> **Task to complete**: Go through the records and report each line holding the string "target".

> **Given data**:
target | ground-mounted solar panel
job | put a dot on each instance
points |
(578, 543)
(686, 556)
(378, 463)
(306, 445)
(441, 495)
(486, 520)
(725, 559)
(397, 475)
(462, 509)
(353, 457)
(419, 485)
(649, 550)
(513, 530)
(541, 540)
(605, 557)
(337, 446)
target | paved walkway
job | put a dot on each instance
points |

> **Solved exercise**:
target | ground-mounted solar panel
target | paved walkway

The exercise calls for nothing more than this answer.